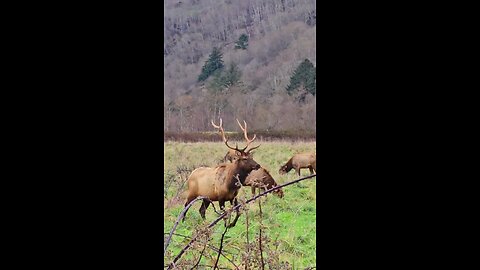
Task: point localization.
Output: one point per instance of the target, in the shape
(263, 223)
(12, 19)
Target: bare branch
(235, 208)
(178, 220)
(221, 243)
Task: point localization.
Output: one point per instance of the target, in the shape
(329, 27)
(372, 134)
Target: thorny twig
(260, 236)
(178, 220)
(183, 214)
(234, 208)
(201, 254)
(221, 242)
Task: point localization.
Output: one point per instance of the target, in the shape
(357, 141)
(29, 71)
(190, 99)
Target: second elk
(299, 161)
(262, 179)
(222, 182)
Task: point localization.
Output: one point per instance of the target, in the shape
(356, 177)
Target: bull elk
(231, 154)
(262, 179)
(222, 182)
(300, 161)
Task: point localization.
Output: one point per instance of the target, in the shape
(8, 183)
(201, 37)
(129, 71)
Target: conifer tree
(213, 63)
(304, 75)
(242, 42)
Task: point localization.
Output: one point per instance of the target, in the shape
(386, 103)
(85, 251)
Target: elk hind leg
(203, 208)
(236, 217)
(188, 201)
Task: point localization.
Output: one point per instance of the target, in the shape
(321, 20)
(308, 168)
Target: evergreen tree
(242, 42)
(223, 79)
(304, 75)
(213, 64)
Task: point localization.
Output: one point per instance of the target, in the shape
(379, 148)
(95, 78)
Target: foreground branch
(171, 265)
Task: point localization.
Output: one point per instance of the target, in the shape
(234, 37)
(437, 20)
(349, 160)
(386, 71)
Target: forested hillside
(249, 59)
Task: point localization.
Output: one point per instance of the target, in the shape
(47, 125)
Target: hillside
(281, 35)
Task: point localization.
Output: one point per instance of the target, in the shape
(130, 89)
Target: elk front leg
(222, 205)
(203, 208)
(236, 217)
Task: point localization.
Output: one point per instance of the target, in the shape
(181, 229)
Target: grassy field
(288, 223)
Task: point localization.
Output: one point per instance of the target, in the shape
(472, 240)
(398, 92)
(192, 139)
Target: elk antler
(222, 132)
(249, 141)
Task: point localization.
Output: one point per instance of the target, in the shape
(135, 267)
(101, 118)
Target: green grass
(290, 220)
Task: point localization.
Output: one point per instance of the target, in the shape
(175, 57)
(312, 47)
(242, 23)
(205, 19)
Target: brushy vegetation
(287, 225)
(288, 135)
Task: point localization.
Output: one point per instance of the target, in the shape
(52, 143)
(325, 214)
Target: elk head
(283, 170)
(243, 157)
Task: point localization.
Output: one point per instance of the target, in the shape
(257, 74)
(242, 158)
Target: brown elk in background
(231, 154)
(300, 161)
(223, 182)
(262, 179)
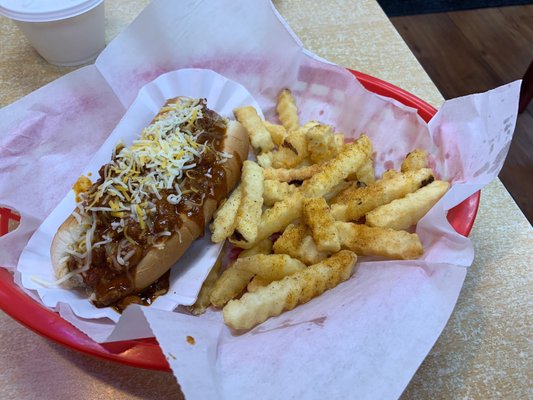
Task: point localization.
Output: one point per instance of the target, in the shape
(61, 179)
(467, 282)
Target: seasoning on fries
(306, 210)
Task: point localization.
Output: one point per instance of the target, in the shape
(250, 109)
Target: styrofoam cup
(64, 32)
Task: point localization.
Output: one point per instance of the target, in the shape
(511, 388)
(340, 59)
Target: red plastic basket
(145, 353)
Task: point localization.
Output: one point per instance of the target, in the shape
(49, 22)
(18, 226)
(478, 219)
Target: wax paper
(363, 339)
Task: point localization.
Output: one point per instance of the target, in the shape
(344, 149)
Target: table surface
(483, 352)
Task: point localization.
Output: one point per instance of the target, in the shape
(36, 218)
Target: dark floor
(473, 51)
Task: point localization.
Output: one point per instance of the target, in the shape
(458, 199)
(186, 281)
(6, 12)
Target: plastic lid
(45, 10)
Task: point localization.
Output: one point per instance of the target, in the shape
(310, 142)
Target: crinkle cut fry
(348, 161)
(250, 208)
(317, 216)
(259, 136)
(296, 241)
(292, 174)
(355, 202)
(287, 110)
(254, 308)
(233, 281)
(271, 267)
(333, 172)
(405, 212)
(381, 242)
(224, 221)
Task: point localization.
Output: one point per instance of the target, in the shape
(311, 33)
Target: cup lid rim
(45, 10)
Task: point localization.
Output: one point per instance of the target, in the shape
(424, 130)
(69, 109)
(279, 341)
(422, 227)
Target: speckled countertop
(484, 351)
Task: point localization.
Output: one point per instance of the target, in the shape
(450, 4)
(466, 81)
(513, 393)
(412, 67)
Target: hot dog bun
(156, 259)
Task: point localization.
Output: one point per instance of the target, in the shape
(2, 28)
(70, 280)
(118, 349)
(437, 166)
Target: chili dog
(149, 203)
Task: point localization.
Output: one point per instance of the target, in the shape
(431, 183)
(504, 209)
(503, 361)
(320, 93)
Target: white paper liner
(381, 323)
(187, 275)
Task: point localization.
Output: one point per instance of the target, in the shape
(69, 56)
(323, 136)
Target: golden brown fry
(253, 308)
(277, 218)
(232, 282)
(287, 111)
(203, 301)
(317, 217)
(259, 135)
(292, 174)
(390, 173)
(256, 283)
(291, 152)
(271, 267)
(229, 285)
(382, 242)
(297, 242)
(355, 202)
(250, 209)
(277, 132)
(275, 191)
(348, 161)
(321, 143)
(224, 221)
(340, 141)
(405, 212)
(416, 159)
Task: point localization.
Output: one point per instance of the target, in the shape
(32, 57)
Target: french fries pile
(304, 211)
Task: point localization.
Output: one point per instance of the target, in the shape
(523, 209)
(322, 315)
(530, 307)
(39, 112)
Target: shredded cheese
(159, 160)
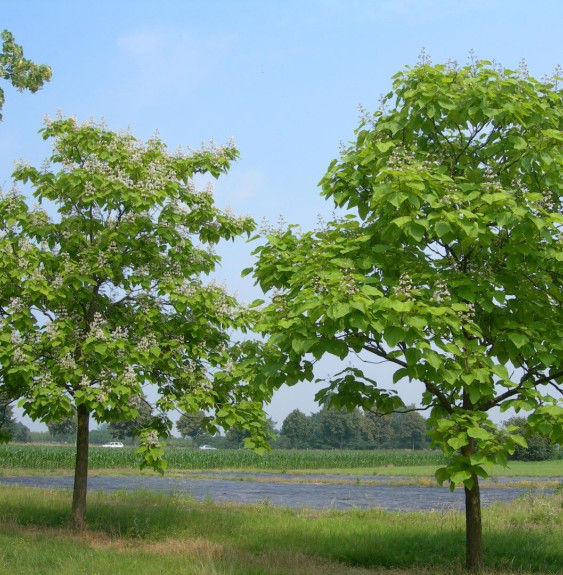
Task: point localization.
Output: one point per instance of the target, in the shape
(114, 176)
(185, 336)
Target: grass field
(62, 457)
(33, 459)
(146, 533)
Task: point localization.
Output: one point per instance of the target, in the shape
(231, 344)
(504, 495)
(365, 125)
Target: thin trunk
(78, 513)
(473, 523)
(473, 528)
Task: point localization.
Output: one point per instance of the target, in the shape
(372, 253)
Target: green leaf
(479, 433)
(518, 339)
(393, 335)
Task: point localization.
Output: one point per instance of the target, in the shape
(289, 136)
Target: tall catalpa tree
(110, 297)
(449, 265)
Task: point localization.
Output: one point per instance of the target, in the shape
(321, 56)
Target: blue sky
(284, 78)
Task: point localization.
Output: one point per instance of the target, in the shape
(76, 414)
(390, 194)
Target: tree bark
(473, 527)
(78, 513)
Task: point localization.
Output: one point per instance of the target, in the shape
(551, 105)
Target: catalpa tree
(111, 297)
(22, 73)
(448, 266)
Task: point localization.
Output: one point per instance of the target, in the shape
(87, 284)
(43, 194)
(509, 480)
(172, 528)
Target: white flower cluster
(120, 333)
(151, 439)
(348, 283)
(404, 287)
(469, 315)
(187, 289)
(441, 293)
(16, 337)
(67, 362)
(16, 304)
(129, 377)
(97, 327)
(146, 342)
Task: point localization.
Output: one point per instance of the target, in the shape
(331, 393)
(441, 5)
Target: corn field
(62, 457)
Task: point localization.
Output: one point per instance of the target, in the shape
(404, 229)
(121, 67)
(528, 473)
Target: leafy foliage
(451, 267)
(110, 299)
(448, 264)
(23, 74)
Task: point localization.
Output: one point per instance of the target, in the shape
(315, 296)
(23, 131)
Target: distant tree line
(342, 429)
(325, 429)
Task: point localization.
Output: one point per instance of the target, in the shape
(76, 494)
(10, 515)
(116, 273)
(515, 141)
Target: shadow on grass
(364, 538)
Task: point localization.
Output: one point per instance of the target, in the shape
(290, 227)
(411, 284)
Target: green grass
(145, 533)
(62, 457)
(43, 459)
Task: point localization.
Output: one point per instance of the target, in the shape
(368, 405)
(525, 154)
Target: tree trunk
(473, 527)
(78, 513)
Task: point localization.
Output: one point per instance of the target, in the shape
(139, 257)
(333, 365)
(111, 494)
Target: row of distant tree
(325, 429)
(341, 429)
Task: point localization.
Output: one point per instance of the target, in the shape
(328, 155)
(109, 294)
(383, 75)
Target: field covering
(62, 457)
(144, 533)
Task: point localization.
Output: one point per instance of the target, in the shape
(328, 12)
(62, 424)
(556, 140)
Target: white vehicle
(113, 444)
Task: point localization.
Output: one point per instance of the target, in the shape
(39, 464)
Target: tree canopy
(448, 264)
(111, 298)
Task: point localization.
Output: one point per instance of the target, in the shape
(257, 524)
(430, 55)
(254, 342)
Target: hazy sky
(284, 78)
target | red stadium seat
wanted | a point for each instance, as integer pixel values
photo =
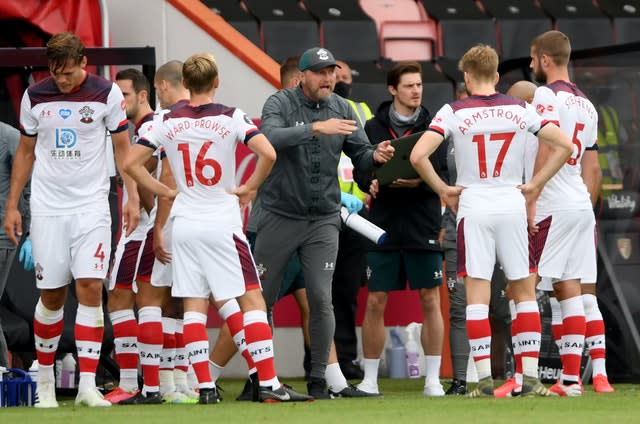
(406, 40)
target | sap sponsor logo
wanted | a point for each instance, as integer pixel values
(65, 113)
(87, 114)
(149, 355)
(623, 201)
(261, 270)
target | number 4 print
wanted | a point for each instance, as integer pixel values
(201, 163)
(482, 155)
(99, 252)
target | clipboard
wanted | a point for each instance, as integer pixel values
(399, 166)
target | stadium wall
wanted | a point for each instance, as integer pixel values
(175, 37)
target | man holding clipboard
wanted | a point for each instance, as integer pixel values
(410, 212)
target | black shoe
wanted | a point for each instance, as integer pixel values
(282, 394)
(457, 388)
(208, 396)
(352, 391)
(317, 387)
(151, 398)
(250, 390)
(351, 371)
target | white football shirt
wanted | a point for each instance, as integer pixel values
(565, 105)
(489, 134)
(200, 143)
(70, 173)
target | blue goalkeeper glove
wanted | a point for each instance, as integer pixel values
(351, 202)
(25, 256)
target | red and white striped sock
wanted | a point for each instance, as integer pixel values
(517, 354)
(125, 341)
(260, 345)
(594, 334)
(181, 362)
(556, 322)
(479, 333)
(89, 331)
(573, 325)
(150, 346)
(197, 346)
(231, 313)
(167, 355)
(528, 336)
(47, 328)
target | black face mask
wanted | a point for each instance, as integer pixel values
(342, 89)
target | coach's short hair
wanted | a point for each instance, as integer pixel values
(554, 44)
(480, 62)
(199, 72)
(401, 68)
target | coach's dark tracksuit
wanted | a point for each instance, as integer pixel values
(301, 204)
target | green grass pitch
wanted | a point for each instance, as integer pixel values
(403, 402)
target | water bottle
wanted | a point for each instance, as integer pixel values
(33, 370)
(396, 355)
(413, 352)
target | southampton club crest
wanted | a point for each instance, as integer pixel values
(87, 114)
(624, 247)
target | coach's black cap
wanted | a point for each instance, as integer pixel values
(316, 59)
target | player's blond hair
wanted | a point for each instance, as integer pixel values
(480, 62)
(199, 72)
(554, 44)
(61, 48)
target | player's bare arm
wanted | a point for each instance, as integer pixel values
(553, 152)
(426, 145)
(131, 210)
(134, 166)
(266, 158)
(162, 214)
(591, 174)
(20, 172)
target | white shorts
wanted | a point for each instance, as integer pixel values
(210, 257)
(568, 249)
(161, 273)
(484, 238)
(70, 246)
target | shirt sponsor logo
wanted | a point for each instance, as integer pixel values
(624, 248)
(66, 138)
(87, 114)
(39, 271)
(65, 113)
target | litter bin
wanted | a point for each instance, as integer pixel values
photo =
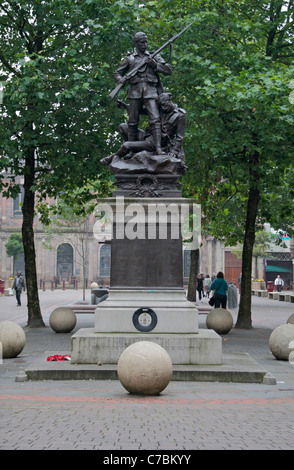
(2, 287)
(270, 286)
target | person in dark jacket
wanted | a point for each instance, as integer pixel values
(18, 286)
(220, 287)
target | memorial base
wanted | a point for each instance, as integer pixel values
(89, 347)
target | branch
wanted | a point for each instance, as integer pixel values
(8, 66)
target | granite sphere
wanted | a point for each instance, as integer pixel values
(144, 368)
(13, 339)
(279, 341)
(219, 320)
(62, 320)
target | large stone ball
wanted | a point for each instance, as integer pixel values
(279, 341)
(219, 320)
(144, 368)
(62, 320)
(13, 339)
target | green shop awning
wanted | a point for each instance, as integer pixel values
(277, 269)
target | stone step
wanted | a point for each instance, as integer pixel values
(241, 368)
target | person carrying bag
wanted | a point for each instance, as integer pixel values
(220, 287)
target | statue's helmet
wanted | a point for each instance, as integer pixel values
(138, 36)
(164, 97)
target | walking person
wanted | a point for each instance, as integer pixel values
(200, 285)
(207, 283)
(18, 286)
(220, 287)
(279, 283)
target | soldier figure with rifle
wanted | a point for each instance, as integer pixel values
(144, 87)
(141, 69)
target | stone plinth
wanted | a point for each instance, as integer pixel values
(156, 310)
(204, 347)
(146, 301)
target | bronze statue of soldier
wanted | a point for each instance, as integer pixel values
(144, 88)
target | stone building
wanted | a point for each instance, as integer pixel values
(65, 261)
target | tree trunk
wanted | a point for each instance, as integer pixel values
(244, 315)
(35, 319)
(193, 275)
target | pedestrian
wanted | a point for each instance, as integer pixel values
(232, 296)
(200, 285)
(279, 283)
(207, 282)
(220, 287)
(18, 286)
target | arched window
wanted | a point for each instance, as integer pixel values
(65, 261)
(104, 260)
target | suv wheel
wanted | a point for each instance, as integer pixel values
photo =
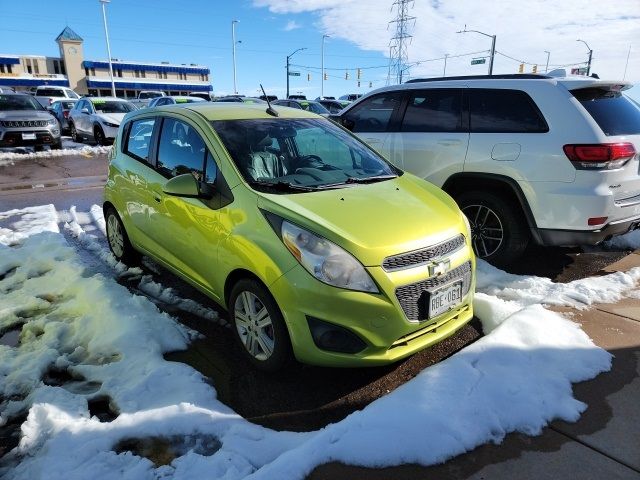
(118, 240)
(498, 233)
(74, 133)
(259, 326)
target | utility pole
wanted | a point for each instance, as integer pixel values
(106, 35)
(493, 46)
(322, 74)
(398, 55)
(590, 54)
(546, 68)
(288, 57)
(233, 39)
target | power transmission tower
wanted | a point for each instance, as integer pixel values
(398, 45)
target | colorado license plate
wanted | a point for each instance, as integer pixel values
(444, 299)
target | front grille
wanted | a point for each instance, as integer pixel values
(24, 123)
(413, 298)
(424, 255)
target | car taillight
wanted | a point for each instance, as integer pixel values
(600, 156)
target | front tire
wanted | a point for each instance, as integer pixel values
(118, 239)
(259, 326)
(499, 234)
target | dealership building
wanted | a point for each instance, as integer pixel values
(70, 69)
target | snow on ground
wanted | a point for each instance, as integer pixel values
(8, 156)
(73, 317)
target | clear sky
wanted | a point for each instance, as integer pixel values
(199, 31)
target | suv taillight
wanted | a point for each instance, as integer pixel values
(600, 156)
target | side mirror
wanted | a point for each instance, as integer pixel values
(187, 186)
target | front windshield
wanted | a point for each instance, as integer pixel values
(18, 102)
(109, 106)
(303, 153)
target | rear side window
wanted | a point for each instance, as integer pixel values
(614, 113)
(437, 110)
(504, 111)
(374, 114)
(181, 150)
(138, 139)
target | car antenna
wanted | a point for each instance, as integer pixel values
(270, 109)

■ Exercise description: Please return every line from the material above where the string "shirt" occurs.

■ Task response:
target | white football shirt
target | shirt sponsor logo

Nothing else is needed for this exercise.